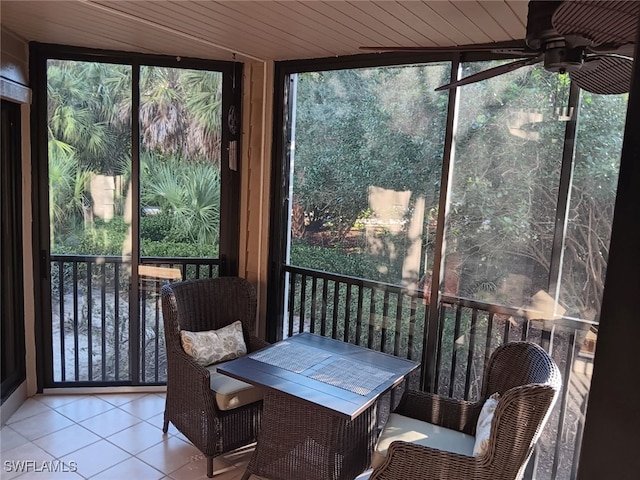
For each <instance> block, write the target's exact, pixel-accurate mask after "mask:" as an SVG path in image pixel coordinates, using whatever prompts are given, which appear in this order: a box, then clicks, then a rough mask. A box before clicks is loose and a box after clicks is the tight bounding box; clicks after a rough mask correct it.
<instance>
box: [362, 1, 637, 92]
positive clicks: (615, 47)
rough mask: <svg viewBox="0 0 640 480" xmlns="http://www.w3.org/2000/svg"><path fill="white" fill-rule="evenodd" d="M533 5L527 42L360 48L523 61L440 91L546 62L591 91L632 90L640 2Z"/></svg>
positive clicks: (560, 72)
mask: <svg viewBox="0 0 640 480" xmlns="http://www.w3.org/2000/svg"><path fill="white" fill-rule="evenodd" d="M528 7H529V11H528V15H527V28H526V38H524V39H522V40H515V41H509V42H495V43H483V44H474V45H457V46H452V47H360V48H361V49H362V50H373V51H379V52H382V51H387V52H389V51H405V52H407V51H414V52H415V51H419V52H433V53H442V52H461V53H462V52H493V53H498V54H506V55H512V56H514V57H523V58H521V59H519V60H515V61H513V62H510V63H506V64H503V65H500V66H497V67H494V68H490V69H488V70H484V71H481V72H479V73H476V74H473V75H469V76H467V77H464V78H462V79H460V80H457V81H455V82H452V83H449V84H447V85H442V86H440V87H438V88H436V90H438V91H439V90H448V89H452V88H455V87H458V86H461V85H467V84H470V83H475V82H479V81H481V80H486V79H489V78H492V77H496V76H498V75H502V74H504V73H507V72H511V71H513V70H517V69H518V68H522V67H525V66H528V65H534V64H536V63H541V62H542V63H543V65H544V68H545V69H546V70H549V71H551V72H558V73H566V72H568V73H569V76H570V77H571V80H572V81H573V82H574V83H576V84H577V85H578V86H579V87H580V88H582V89H583V90H587V91H589V92H592V93H598V94H620V93H625V92H628V91H629V88H630V85H631V73H632V66H633V58H632V56H633V51H634V46H635V45H634V43H635V36H636V32H637V27H638V18H639V17H640V2H638V1H624V0H618V1H600V0H564V1H549V0H542V1H540V0H538V1H535V0H531V1H530V2H529V6H528Z"/></svg>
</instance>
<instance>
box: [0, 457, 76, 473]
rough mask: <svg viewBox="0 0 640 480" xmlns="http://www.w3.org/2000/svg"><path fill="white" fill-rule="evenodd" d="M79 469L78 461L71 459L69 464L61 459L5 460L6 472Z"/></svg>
mask: <svg viewBox="0 0 640 480" xmlns="http://www.w3.org/2000/svg"><path fill="white" fill-rule="evenodd" d="M77 470H78V464H77V462H74V461H71V462H69V464H68V465H67V464H65V463H64V462H61V461H60V460H51V461H47V460H45V461H42V462H38V461H36V460H5V461H4V471H5V472H18V473H25V472H36V473H43V472H46V473H62V472H76V471H77Z"/></svg>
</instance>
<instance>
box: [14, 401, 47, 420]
mask: <svg viewBox="0 0 640 480" xmlns="http://www.w3.org/2000/svg"><path fill="white" fill-rule="evenodd" d="M47 412H51V409H50V408H49V407H47V406H46V405H44V404H43V403H40V402H38V401H37V400H34V399H33V398H28V399H27V400H26V401H25V402H24V403H23V404H22V405H20V408H18V410H17V411H16V412H15V413H14V414H13V415H11V417H10V418H9V420H7V425H11V424H12V423H15V422H19V421H20V420H24V419H25V418H29V417H33V416H34V415H38V414H40V413H47Z"/></svg>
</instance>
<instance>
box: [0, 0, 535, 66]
mask: <svg viewBox="0 0 640 480" xmlns="http://www.w3.org/2000/svg"><path fill="white" fill-rule="evenodd" d="M526 17H527V1H526V0H490V1H484V0H449V1H445V0H423V1H416V0H413V1H364V0H352V1H336V0H329V1H319V0H306V1H291V0H285V1H264V0H263V1H241V0H235V1H229V0H227V1H212V0H208V1H192V0H155V1H153V0H146V1H143V0H131V1H125V0H60V1H32V0H1V1H0V20H1V24H2V27H3V28H6V29H8V30H10V31H11V32H13V33H15V34H17V35H18V36H20V37H22V38H23V39H24V40H27V41H37V42H43V43H57V44H63V45H73V46H82V47H90V48H101V49H111V50H123V51H131V52H144V53H154V54H166V55H176V56H182V57H195V58H206V59H216V60H231V59H233V58H234V54H235V55H236V59H237V60H239V61H251V60H256V61H270V60H293V59H308V58H321V57H332V56H342V55H353V54H359V53H363V52H362V51H361V50H359V47H360V46H363V45H384V46H448V45H460V44H468V43H484V42H492V41H503V40H515V39H521V38H524V35H525V24H526Z"/></svg>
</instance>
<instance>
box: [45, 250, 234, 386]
mask: <svg viewBox="0 0 640 480" xmlns="http://www.w3.org/2000/svg"><path fill="white" fill-rule="evenodd" d="M222 266H223V264H222V261H221V260H219V259H199V258H177V257H176V258H159V257H144V258H142V260H141V262H140V265H139V266H138V272H137V273H136V275H133V272H132V269H131V263H130V262H129V261H128V260H127V259H123V258H122V257H117V256H95V255H83V256H78V255H52V256H51V286H52V288H51V303H52V305H51V306H52V325H51V337H52V356H53V385H50V386H62V385H66V384H74V385H82V384H91V385H100V384H109V385H117V384H127V385H131V384H134V385H138V384H161V383H164V382H165V381H166V352H165V347H164V332H163V327H162V319H161V304H160V297H159V293H160V288H161V286H162V285H163V284H164V283H167V282H170V281H176V280H188V279H195V278H211V277H216V276H218V275H219V274H220V269H221V268H222ZM134 277H135V278H137V285H138V288H136V289H133V288H131V285H132V281H133V278H134ZM136 294H137V295H136ZM136 310H137V311H138V314H137V315H134V314H133V312H135V311H136Z"/></svg>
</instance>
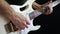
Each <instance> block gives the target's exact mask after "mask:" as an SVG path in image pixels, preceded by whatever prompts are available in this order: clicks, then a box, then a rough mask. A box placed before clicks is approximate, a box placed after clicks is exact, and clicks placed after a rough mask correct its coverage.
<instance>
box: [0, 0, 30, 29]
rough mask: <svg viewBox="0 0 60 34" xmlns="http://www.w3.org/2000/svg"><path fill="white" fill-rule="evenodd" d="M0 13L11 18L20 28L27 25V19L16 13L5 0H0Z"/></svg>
mask: <svg viewBox="0 0 60 34" xmlns="http://www.w3.org/2000/svg"><path fill="white" fill-rule="evenodd" d="M0 14H1V15H3V16H4V17H6V18H7V19H9V20H11V21H12V23H13V24H14V25H15V26H16V27H17V28H18V29H20V30H21V29H24V28H27V27H28V25H29V22H28V20H27V19H26V18H25V17H24V16H23V15H22V14H20V13H19V14H18V13H16V12H15V11H14V10H13V9H12V7H10V5H9V4H8V3H7V2H6V1H5V0H0Z"/></svg>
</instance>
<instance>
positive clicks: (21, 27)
mask: <svg viewBox="0 0 60 34" xmlns="http://www.w3.org/2000/svg"><path fill="white" fill-rule="evenodd" d="M16 27H17V28H18V29H19V30H24V29H25V26H23V25H20V26H16Z"/></svg>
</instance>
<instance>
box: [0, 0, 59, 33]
mask: <svg viewBox="0 0 60 34" xmlns="http://www.w3.org/2000/svg"><path fill="white" fill-rule="evenodd" d="M34 1H35V0H32V1H31V0H27V2H26V3H25V4H24V5H22V6H17V5H10V6H11V7H12V8H13V9H14V10H15V11H16V12H18V13H22V14H23V15H24V16H25V17H26V18H27V19H28V20H29V22H30V25H29V26H28V28H25V29H24V30H18V31H15V32H11V31H8V30H9V29H10V27H9V26H12V25H9V26H8V27H7V26H6V25H7V24H8V23H9V22H10V21H9V20H8V19H7V18H5V17H3V16H2V15H0V34H28V32H30V31H35V30H38V29H39V28H40V27H41V26H40V25H36V26H34V25H33V19H34V18H36V17H37V16H39V15H41V14H42V13H43V12H44V10H45V9H46V7H44V9H43V8H42V9H40V10H33V9H32V3H33V2H34ZM59 3H60V1H59V0H57V1H54V2H52V3H50V4H49V5H48V6H50V7H52V8H53V7H54V6H56V5H58V4H59ZM24 6H27V8H26V10H24V11H20V8H22V7H24ZM12 29H13V28H12ZM10 30H11V29H10Z"/></svg>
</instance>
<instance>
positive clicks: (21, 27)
mask: <svg viewBox="0 0 60 34" xmlns="http://www.w3.org/2000/svg"><path fill="white" fill-rule="evenodd" d="M10 17H11V18H10V20H11V21H12V23H13V24H14V25H15V26H16V27H17V28H18V29H20V30H22V29H25V28H28V25H29V22H28V20H27V19H26V18H25V17H24V16H23V15H22V14H20V13H14V14H13V15H12V16H10Z"/></svg>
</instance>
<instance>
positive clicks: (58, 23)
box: [29, 0, 60, 34]
mask: <svg viewBox="0 0 60 34" xmlns="http://www.w3.org/2000/svg"><path fill="white" fill-rule="evenodd" d="M54 1H55V0H54ZM34 25H41V28H40V29H39V30H37V31H31V32H29V34H60V4H59V5H57V6H55V7H54V8H53V13H52V14H50V15H43V14H42V15H40V16H38V17H37V18H35V20H34Z"/></svg>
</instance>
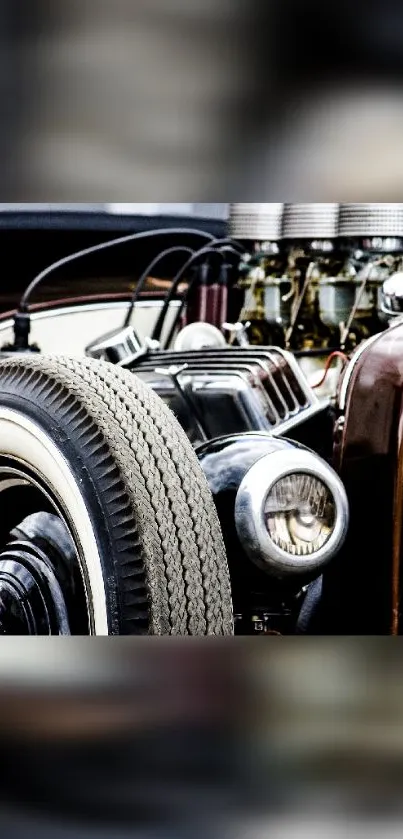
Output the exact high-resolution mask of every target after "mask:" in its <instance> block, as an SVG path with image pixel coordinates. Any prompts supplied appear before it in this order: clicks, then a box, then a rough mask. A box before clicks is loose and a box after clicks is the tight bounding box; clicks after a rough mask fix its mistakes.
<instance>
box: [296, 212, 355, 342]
mask: <svg viewBox="0 0 403 839" xmlns="http://www.w3.org/2000/svg"><path fill="white" fill-rule="evenodd" d="M338 214H339V205H338V204H335V203H333V204H330V203H327V204H286V205H285V208H284V217H283V227H282V238H283V242H284V246H285V249H286V252H287V275H288V276H289V277H290V279H291V282H292V292H291V296H290V302H291V309H290V323H289V327H288V329H287V330H286V336H285V338H286V346H287V347H290V348H291V349H294V350H302V351H303V350H307V351H309V350H312V349H316V348H318V349H319V348H322V347H327V346H329V345H331V344H332V331H333V328H334V316H333V311H332V307H330V312H329V305H328V303H329V301H328V300H327V299H326V289H327V285H325V284H327V283H328V282H329V281H330V278H331V277H332V276H333V275H334V274H335V273H338V272H339V270H340V267H341V259H340V255H339V252H338V247H337V227H338Z"/></svg>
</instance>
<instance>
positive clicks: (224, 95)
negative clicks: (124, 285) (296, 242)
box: [0, 0, 403, 839]
mask: <svg viewBox="0 0 403 839" xmlns="http://www.w3.org/2000/svg"><path fill="white" fill-rule="evenodd" d="M402 41H403V6H402V5H401V4H399V3H397V2H394V1H393V0H366V2H365V3H363V2H358V0H357V2H355V3H351V2H347V0H337V2H335V0H332V2H327V3H324V2H323V0H266V2H264V0H261V2H258V0H214V2H213V0H187V2H185V0H136V2H134V3H133V2H131V0H114V2H113V3H111V2H107V0H97V2H96V3H94V2H92V0H91V2H90V0H69V2H68V3H61V2H59V3H52V2H50V0H35V2H28V0H1V2H0V61H1V70H2V72H1V74H0V115H1V126H2V130H1V133H0V186H1V196H2V198H3V200H7V201H9V202H32V201H39V202H62V203H65V202H78V203H80V202H88V201H93V202H96V203H98V202H105V201H106V200H107V201H112V202H116V203H118V202H123V203H124V202H129V201H132V200H133V199H134V198H136V199H137V200H138V201H145V200H146V201H151V202H153V201H154V202H155V201H159V202H166V201H167V200H169V201H172V200H175V201H182V202H189V201H194V199H195V198H197V199H198V201H199V202H201V205H200V206H202V205H203V202H204V203H205V202H219V201H222V200H223V199H224V200H225V201H227V202H228V201H236V200H239V199H240V198H242V199H243V200H246V201H350V200H354V201H357V200H359V201H399V200H401V197H402V192H403V155H402V137H403V92H402V78H403V49H402V46H403V45H402ZM184 206H188V205H186V204H184ZM222 206H223V205H222ZM185 215H186V213H185ZM35 241H36V240H35ZM35 241H34V240H33V242H32V253H34V252H35ZM88 644H91V646H89V645H88ZM169 644H170V646H169V647H168V646H167V642H158V643H157V644H156V645H155V646H153V649H152V651H151V650H150V647H149V645H148V644H147V646H145V645H143V646H138V645H137V644H134V643H132V642H127V641H125V642H123V640H122V641H120V640H114V641H113V642H112V641H109V642H106V641H100V642H96V641H95V640H91V641H90V642H84V641H73V640H69V641H68V642H67V644H66V643H65V642H63V643H62V642H61V641H57V642H55V641H53V640H52V641H50V640H49V641H48V642H46V643H44V642H42V641H41V640H40V639H35V641H33V640H32V641H31V642H30V643H29V644H27V643H26V642H24V643H18V642H17V641H15V642H14V641H8V642H7V643H6V642H5V641H3V642H2V645H1V648H0V686H1V687H0V754H1V756H2V760H1V763H0V799H1V806H0V830H1V833H2V835H4V836H7V839H14V837H15V838H16V839H19V837H25V836H29V837H30V839H36V837H38V839H39V837H40V839H47V838H48V837H49V839H57V837H60V839H63V837H65V838H66V839H67V837H70V836H71V837H73V836H74V837H78V839H80V837H92V836H100V837H103V836H105V837H106V836H108V839H113V838H114V837H126V836H127V837H128V836H133V835H141V836H142V837H144V836H148V835H152V836H155V835H159V834H160V833H161V832H162V833H163V834H164V835H169V836H175V839H176V837H178V836H181V835H189V836H192V837H195V836H199V835H200V837H206V836H208V835H217V836H218V835H219V836H220V839H221V837H222V836H223V835H225V833H226V832H230V834H231V835H232V836H233V835H238V833H239V835H242V837H244V836H249V835H250V836H253V837H255V836H256V837H260V836H267V835H268V830H270V831H271V836H276V835H279V836H280V835H281V837H282V838H283V837H284V836H290V837H299V836H304V837H305V836H306V837H312V836H314V835H316V834H317V835H318V836H320V837H321V839H322V837H324V836H345V835H346V834H348V835H350V836H351V835H357V836H358V835H363V834H364V833H365V836H366V837H368V836H371V835H372V834H374V835H376V836H379V831H380V830H382V834H383V835H384V836H386V835H392V834H393V835H396V836H399V837H400V836H401V817H402V813H401V809H402V797H401V792H400V785H401V778H402V772H403V734H402V732H403V666H402V661H403V649H402V646H401V643H400V642H398V641H396V640H392V639H390V640H384V641H378V640H376V639H367V640H366V641H356V640H355V641H354V642H352V641H348V640H344V641H340V642H338V641H336V640H333V641H327V640H326V641H321V640H320V639H315V642H314V644H313V643H312V644H309V643H308V642H307V641H306V640H304V641H302V640H301V641H295V640H293V641H291V640H290V641H286V640H285V639H278V640H273V639H272V640H271V641H265V642H264V646H260V645H258V644H257V643H256V642H255V643H253V644H241V643H240V642H238V641H237V642H233V644H232V645H226V646H225V648H223V647H222V646H221V645H218V644H213V645H211V644H208V643H207V642H206V643H204V642H203V643H202V644H200V645H197V644H193V643H192V644H186V645H185V646H182V645H180V646H178V645H177V644H173V643H172V641H170V642H169Z"/></svg>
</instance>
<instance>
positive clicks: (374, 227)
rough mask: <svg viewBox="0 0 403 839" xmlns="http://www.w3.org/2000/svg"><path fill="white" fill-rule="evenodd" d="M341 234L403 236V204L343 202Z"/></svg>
mask: <svg viewBox="0 0 403 839" xmlns="http://www.w3.org/2000/svg"><path fill="white" fill-rule="evenodd" d="M339 236H340V237H342V238H345V239H352V238H355V239H365V238H373V237H388V236H391V237H397V238H403V204H341V205H340V218H339Z"/></svg>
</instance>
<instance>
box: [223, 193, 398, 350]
mask: <svg viewBox="0 0 403 839" xmlns="http://www.w3.org/2000/svg"><path fill="white" fill-rule="evenodd" d="M230 234H231V235H232V237H233V238H234V239H237V240H239V241H241V242H242V243H243V244H244V247H245V257H244V259H243V260H242V262H241V265H240V268H239V276H240V279H239V282H238V288H240V289H242V290H243V292H244V296H243V309H242V312H241V313H240V317H239V320H240V321H242V322H243V323H245V322H249V323H250V327H249V339H250V341H251V343H254V344H268V343H275V344H277V345H279V346H282V347H287V348H289V349H291V350H293V351H295V352H298V353H299V354H304V353H308V354H309V353H312V352H316V353H319V354H320V353H321V352H322V351H323V353H326V352H327V351H328V350H330V351H331V350H338V349H343V350H344V349H347V350H350V349H353V348H354V347H355V346H356V345H357V344H358V343H360V342H361V341H362V340H364V339H365V338H367V337H369V336H370V335H373V334H375V333H377V332H380V331H382V329H384V328H385V327H386V326H387V322H388V318H389V317H390V312H389V309H388V306H387V305H386V304H385V297H384V295H383V293H382V288H383V284H384V282H385V280H387V279H389V278H391V277H394V276H395V275H396V274H400V273H401V272H402V271H403V204H352V203H349V204H337V203H327V204H318V203H311V204H301V203H299V204H295V203H294V204H292V203H290V204H232V205H231V210H230Z"/></svg>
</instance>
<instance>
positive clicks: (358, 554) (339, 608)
mask: <svg viewBox="0 0 403 839" xmlns="http://www.w3.org/2000/svg"><path fill="white" fill-rule="evenodd" d="M402 396H403V322H400V323H398V324H395V325H394V326H392V327H391V328H389V329H388V330H387V331H386V332H384V333H382V334H380V335H377V336H375V337H373V338H371V339H370V340H369V341H367V342H366V343H365V344H363V345H362V346H361V347H360V348H359V349H358V350H357V351H356V353H355V354H354V356H353V357H352V360H351V362H350V364H349V365H348V366H347V368H346V370H345V373H344V376H343V378H342V380H341V383H340V387H339V408H340V419H339V421H338V425H337V429H336V440H335V466H336V468H337V469H338V471H339V473H340V475H341V477H342V479H343V481H344V484H345V486H346V490H347V494H348V496H349V501H350V509H351V526H350V531H351V532H350V533H349V537H348V540H347V543H346V547H345V549H344V555H343V556H342V557H340V563H339V573H338V575H337V571H336V572H334V573H335V576H334V578H333V582H332V585H333V592H334V595H335V598H336V601H337V602H338V608H337V611H338V614H339V617H340V611H341V610H345V618H342V620H345V621H346V624H345V627H344V628H345V629H346V631H349V632H359V633H361V632H366V633H367V632H375V633H386V632H391V633H392V634H398V633H399V631H401V628H402V627H401V626H400V603H401V600H402V597H401V595H402V592H401V583H402V580H403V574H402V570H401V567H402V560H403V539H402V520H403V445H402V444H403V398H402ZM327 592H328V597H330V596H331V588H330V582H329V581H328V584H327Z"/></svg>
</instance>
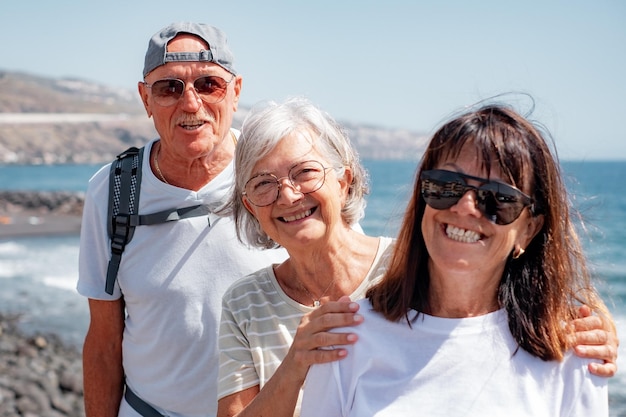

■ **Requirement**: Copy everything from the start of the rows down through the line containing "positive clicks: (560, 72)", both ends included. Leave the pictures out of your copy.

■ **Result**:
For each <instance> block, write the target's exact, pixel-accurate mask after "mask:" as an SVG path in image pixel coordinates, using whatever prompts are given, which appear in this order: a box, then clicks, then a rough mask. A box before clicks is loose and a box after clicks is the tight bounding box; clicks after a rough mask correct it.
<instance>
box: [362, 1, 637, 92]
positive clicks: (615, 47)
rough mask: <svg viewBox="0 0 640 480" xmlns="http://www.w3.org/2000/svg"><path fill="white" fill-rule="evenodd" d="M533 5L527 42L360 48L523 61L440 91L546 62L591 91L632 90L640 2Z"/></svg>
positive clicks: (560, 72)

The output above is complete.